**Passage to read**

The play hypothesis is supported partly by what the orcas do not do. Researchers point out that sinking boats is likely not the orcas’ goal, as most vessels survive the interactions, and one researcher noted that orcas could have sunk 600 boats if they truly wished to. Renaud de Stephanis, president of Conservación, Información y Estudio sobre Cetáceos (CIRCE), who has studied orca behavior for over 25 years, put it more vividly. Since the encounters first made headlines, some scientists have said the incidents are more likely a form of game, since the orcas lose interest once the rudder is broken. “They’re pushing, pushing, pushing, boom! It’s a game,” de Stephanis told DIVE Magazine. “Imagine a kid of six, seven years, with a weight of three tonnes. That’s it, nothing less, nothing more. If they wanted to wreck the boat, they would break it in 10 minutes’ time.”

**Requirements**
Answer these from the passage on orcas and boats:
1. How many boats could orcas have sunk if they truly wished to, according to one researcher?
2. For how long has Renaud de Stephanis studied orca behavior?
3. In how much time would the orcas break a boat if they wanted to wreck it, according to de Stephanis?

**Data**
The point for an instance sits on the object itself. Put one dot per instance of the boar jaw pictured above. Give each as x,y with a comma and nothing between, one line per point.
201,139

**Final result**
1. 600 boats
2. Over 25 years
3. 10 minutes